WORK REQUIRED ▸ When you reach the line containing "Target: dark shorts" in the data below, begin returning lines exactly as written, and stop once the line containing "green shorts, response" has been returned.
(Beginning of MATERIAL PROVIDED)
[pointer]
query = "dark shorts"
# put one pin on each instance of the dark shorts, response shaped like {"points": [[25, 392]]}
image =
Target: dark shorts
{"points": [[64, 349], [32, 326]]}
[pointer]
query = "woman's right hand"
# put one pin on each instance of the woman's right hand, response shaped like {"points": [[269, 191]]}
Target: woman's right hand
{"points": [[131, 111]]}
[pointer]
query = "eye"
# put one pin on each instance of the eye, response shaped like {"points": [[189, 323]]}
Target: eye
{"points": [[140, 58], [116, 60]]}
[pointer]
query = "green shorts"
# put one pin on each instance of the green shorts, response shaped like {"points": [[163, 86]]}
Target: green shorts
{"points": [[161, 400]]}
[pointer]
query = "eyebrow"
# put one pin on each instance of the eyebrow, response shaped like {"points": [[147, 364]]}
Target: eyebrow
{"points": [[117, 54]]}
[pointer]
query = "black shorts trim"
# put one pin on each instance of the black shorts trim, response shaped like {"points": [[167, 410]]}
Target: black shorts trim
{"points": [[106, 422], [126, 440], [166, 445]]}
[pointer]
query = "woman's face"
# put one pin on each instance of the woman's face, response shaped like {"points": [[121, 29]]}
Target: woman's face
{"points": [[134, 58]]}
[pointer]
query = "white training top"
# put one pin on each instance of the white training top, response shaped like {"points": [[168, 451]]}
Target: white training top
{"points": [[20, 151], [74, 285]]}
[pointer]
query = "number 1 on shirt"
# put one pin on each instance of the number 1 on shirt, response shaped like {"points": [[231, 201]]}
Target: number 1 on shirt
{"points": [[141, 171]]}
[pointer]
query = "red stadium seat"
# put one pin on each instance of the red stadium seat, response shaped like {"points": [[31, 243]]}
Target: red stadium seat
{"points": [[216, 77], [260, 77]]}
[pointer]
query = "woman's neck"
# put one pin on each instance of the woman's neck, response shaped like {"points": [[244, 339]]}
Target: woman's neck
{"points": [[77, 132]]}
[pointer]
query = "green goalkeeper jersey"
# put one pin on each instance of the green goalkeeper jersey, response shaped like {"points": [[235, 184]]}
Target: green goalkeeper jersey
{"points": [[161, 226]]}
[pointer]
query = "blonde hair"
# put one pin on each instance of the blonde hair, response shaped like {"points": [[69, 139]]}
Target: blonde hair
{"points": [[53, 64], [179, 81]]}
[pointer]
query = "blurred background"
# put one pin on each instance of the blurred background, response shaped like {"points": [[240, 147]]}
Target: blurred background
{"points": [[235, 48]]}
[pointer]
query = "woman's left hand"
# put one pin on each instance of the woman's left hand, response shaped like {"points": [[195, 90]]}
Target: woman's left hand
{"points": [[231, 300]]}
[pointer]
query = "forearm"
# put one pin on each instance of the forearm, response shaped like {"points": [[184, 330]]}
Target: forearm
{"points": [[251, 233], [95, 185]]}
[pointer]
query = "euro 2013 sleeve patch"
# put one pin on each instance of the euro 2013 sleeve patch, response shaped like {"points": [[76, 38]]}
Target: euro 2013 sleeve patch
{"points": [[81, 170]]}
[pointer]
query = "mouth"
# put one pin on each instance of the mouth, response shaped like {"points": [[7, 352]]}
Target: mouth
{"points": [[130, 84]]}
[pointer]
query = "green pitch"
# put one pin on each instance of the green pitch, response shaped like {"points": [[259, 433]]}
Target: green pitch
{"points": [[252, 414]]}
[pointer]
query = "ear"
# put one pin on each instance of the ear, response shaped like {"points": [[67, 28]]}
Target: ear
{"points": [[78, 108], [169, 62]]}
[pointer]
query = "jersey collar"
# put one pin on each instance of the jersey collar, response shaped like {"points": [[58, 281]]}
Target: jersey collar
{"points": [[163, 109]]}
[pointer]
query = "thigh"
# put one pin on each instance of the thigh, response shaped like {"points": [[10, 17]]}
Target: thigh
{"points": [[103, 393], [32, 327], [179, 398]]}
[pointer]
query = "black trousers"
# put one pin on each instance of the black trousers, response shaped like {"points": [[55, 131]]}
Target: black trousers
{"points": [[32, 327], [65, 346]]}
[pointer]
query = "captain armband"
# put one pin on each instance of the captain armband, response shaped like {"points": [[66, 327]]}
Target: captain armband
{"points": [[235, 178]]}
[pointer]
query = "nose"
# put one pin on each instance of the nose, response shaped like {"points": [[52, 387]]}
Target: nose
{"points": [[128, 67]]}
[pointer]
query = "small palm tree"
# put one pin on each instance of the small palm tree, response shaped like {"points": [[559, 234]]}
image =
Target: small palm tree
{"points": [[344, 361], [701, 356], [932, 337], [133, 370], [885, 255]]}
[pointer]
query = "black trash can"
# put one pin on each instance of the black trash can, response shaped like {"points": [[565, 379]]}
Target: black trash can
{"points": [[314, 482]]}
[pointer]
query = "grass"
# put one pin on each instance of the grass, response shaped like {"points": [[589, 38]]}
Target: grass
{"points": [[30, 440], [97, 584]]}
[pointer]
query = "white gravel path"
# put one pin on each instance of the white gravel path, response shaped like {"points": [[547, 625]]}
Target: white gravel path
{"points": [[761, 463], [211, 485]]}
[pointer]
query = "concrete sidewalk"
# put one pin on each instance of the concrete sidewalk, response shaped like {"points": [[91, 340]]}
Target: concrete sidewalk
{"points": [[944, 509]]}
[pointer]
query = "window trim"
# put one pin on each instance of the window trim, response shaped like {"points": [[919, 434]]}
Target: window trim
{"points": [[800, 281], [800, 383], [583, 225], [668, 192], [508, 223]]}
(End of MATERIAL PROVIDED)
TASK ANSWER ▸
Target: dark shorts
{"points": [[64, 349], [32, 326]]}
[pointer]
query = "woman's right hand"
# put one pin on each instance of the woman's right hand, response shaped like {"points": [[269, 191]]}
Target: woman's right hand
{"points": [[131, 111]]}
[pointer]
query = "eye"
# put one pin on each instance of the eye, response shaped like {"points": [[189, 323]]}
Target: eye
{"points": [[140, 58], [116, 60]]}
[pointer]
query = "green shorts"
# put one pin on each instance of the green shorts, response shaped like {"points": [[163, 86]]}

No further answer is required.